*** TASK MATERIAL

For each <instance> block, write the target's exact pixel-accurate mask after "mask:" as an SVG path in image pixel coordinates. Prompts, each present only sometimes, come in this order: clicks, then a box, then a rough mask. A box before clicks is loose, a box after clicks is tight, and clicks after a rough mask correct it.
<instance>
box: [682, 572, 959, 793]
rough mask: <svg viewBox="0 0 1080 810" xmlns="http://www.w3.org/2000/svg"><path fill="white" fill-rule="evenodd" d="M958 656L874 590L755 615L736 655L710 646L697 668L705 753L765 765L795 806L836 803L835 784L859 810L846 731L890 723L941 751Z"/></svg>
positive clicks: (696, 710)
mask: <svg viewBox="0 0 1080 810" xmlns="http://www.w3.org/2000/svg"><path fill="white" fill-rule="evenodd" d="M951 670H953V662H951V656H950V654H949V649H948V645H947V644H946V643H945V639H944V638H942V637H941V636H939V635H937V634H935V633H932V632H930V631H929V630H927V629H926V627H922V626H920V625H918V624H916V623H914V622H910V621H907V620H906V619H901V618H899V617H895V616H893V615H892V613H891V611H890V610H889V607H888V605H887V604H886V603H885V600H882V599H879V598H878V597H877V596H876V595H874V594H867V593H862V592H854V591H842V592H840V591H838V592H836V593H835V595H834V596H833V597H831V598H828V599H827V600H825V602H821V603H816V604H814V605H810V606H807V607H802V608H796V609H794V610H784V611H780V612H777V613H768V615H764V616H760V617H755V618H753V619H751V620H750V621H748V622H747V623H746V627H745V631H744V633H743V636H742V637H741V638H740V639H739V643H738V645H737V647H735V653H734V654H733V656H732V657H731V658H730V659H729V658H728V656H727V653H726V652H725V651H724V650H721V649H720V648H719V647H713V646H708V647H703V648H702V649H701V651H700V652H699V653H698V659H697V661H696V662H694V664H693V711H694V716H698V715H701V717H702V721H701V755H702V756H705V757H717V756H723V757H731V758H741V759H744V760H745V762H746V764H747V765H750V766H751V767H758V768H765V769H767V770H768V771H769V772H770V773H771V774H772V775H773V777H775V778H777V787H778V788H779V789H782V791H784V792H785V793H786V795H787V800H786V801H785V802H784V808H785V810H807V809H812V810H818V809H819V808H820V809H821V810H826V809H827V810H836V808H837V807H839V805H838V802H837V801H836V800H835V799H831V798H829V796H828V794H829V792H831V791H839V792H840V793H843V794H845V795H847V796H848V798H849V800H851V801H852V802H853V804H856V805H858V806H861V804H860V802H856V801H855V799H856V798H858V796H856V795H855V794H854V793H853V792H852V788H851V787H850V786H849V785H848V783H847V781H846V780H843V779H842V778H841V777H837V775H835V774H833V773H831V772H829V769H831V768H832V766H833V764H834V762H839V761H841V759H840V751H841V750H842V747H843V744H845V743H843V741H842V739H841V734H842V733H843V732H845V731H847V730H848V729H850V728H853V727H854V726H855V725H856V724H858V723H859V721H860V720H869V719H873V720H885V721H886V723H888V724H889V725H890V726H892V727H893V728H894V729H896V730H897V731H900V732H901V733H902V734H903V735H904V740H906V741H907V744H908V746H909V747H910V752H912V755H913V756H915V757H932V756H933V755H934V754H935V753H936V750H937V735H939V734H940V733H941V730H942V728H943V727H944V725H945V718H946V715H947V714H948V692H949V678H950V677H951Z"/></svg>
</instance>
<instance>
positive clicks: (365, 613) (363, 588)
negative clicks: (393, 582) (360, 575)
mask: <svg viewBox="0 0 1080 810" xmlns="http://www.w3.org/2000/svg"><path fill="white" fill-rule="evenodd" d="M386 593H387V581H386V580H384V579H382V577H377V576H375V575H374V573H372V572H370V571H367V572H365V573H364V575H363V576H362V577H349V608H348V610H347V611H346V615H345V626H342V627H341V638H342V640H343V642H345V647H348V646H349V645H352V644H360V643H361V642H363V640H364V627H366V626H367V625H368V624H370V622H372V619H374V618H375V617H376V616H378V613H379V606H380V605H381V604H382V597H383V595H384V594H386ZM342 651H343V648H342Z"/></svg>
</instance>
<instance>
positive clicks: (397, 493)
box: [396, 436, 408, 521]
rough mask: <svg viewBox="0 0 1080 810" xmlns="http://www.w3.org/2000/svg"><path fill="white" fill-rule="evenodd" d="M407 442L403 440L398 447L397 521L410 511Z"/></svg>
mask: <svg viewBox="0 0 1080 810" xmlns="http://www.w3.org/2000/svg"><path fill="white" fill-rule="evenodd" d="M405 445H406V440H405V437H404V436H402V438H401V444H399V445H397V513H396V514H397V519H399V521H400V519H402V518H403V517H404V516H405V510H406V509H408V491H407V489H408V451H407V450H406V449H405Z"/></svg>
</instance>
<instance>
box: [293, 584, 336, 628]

******

TASK DETAILS: Set down the data exactly.

SOLUTION FOR THIS TASK:
For each <instance> block, write the target's exact pixel-accurate mask after "mask:" as an SVG path in image pixel coordinates. Prompts, each present only sometimes, come in this order: clicks, then a box, then a rough mask. A box before clicks is loose, a box after clicks is tight, and clicks after a rough mask correct it.
<instance>
box: [682, 572, 959, 793]
rough mask: <svg viewBox="0 0 1080 810" xmlns="http://www.w3.org/2000/svg"><path fill="white" fill-rule="evenodd" d="M958 656L874 590L755 615L736 655L710 646L697 668L705 753L765 765L795 806L836 803L835 784L859 810L846 731L890 723L941 751Z"/></svg>
positive clicks: (696, 710)
mask: <svg viewBox="0 0 1080 810" xmlns="http://www.w3.org/2000/svg"><path fill="white" fill-rule="evenodd" d="M951 670H953V662H951V656H950V654H949V649H948V645H947V644H946V643H945V639H944V638H942V637H941V636H939V635H937V634H935V633H932V632H930V631H929V630H927V629H926V627H922V626H920V625H918V624H916V623H914V622H910V621H907V620H906V619H901V618H899V617H895V616H893V615H892V613H891V611H890V610H889V607H888V605H887V604H886V603H885V600H882V599H879V598H878V597H877V596H876V595H874V594H867V593H862V592H854V591H842V592H840V591H838V592H836V593H835V595H834V596H833V597H831V598H828V599H827V600H825V602H821V603H816V604H814V605H810V606H807V607H802V608H796V609H794V610H784V611H780V612H777V613H768V615H764V616H760V617H755V618H753V619H751V620H750V621H748V622H747V623H746V627H745V631H744V633H743V636H742V637H741V638H740V639H739V643H738V645H737V647H735V653H734V654H733V656H732V657H731V658H730V659H729V658H728V656H727V653H726V652H725V651H724V650H721V649H720V648H719V647H713V646H708V647H703V648H702V649H701V651H700V652H699V653H698V659H697V661H696V662H694V664H693V711H694V716H698V715H701V717H702V721H701V755H702V756H705V757H717V756H723V757H731V758H741V759H744V760H745V762H746V764H747V765H750V766H751V767H758V768H765V769H767V770H768V771H769V772H770V773H771V774H772V775H773V777H775V778H777V787H778V788H779V789H782V791H784V792H785V793H786V795H787V800H786V801H785V802H784V808H785V810H807V809H812V810H818V809H819V808H820V809H821V810H826V809H827V810H836V808H837V807H839V805H838V802H837V801H836V800H835V799H831V798H829V796H828V794H829V792H831V791H839V792H840V793H843V794H845V795H847V796H848V798H849V800H851V801H852V802H853V804H856V805H858V806H861V804H860V802H856V801H855V799H856V798H858V796H856V795H855V794H854V793H853V792H852V788H851V787H850V786H849V785H848V783H847V781H846V780H843V779H842V778H841V777H837V775H835V774H833V773H831V772H829V769H831V768H832V766H833V764H834V762H839V761H841V759H840V751H841V750H842V747H843V744H845V743H843V741H842V739H841V734H842V733H843V732H845V731H847V730H848V729H850V728H853V727H854V726H855V725H856V724H858V723H859V721H860V720H869V719H873V720H885V721H886V723H888V724H889V725H890V726H892V727H893V728H894V729H896V730H897V731H900V732H901V733H902V734H903V735H904V740H906V741H907V744H908V746H909V747H910V752H912V755H913V756H915V757H932V756H933V755H934V754H935V753H936V750H937V735H939V734H940V733H941V730H942V728H943V727H944V725H945V718H946V715H947V714H948V692H949V678H950V677H951Z"/></svg>
</instance>
<instance>
positive clicks: (365, 613) (363, 588)
negative clicks: (393, 582) (360, 575)
mask: <svg viewBox="0 0 1080 810" xmlns="http://www.w3.org/2000/svg"><path fill="white" fill-rule="evenodd" d="M386 593H387V581H386V580H384V579H382V577H377V576H375V575H374V573H372V572H370V571H367V572H365V573H364V575H363V576H362V577H349V608H348V610H347V611H346V615H345V626H342V627H341V638H342V640H343V642H345V647H348V646H349V645H352V644H360V643H361V642H363V640H364V627H366V626H367V625H368V624H370V622H372V619H374V618H375V617H376V616H378V613H379V606H380V605H381V604H382V597H383V595H384V594H386ZM342 651H343V648H342Z"/></svg>
</instance>
<instance>
positive clicks: (397, 493)
box: [396, 436, 408, 521]
rough mask: <svg viewBox="0 0 1080 810" xmlns="http://www.w3.org/2000/svg"><path fill="white" fill-rule="evenodd" d="M407 442L403 440L398 447L397 521L410 511Z"/></svg>
mask: <svg viewBox="0 0 1080 810" xmlns="http://www.w3.org/2000/svg"><path fill="white" fill-rule="evenodd" d="M405 445H406V440H405V437H404V436H402V438H401V444H399V445H397V513H396V514H397V519H399V521H400V519H402V518H403V517H404V516H405V510H406V509H408V491H407V489H408V451H407V450H406V449H405Z"/></svg>
</instance>
<instance>
box: [293, 584, 336, 628]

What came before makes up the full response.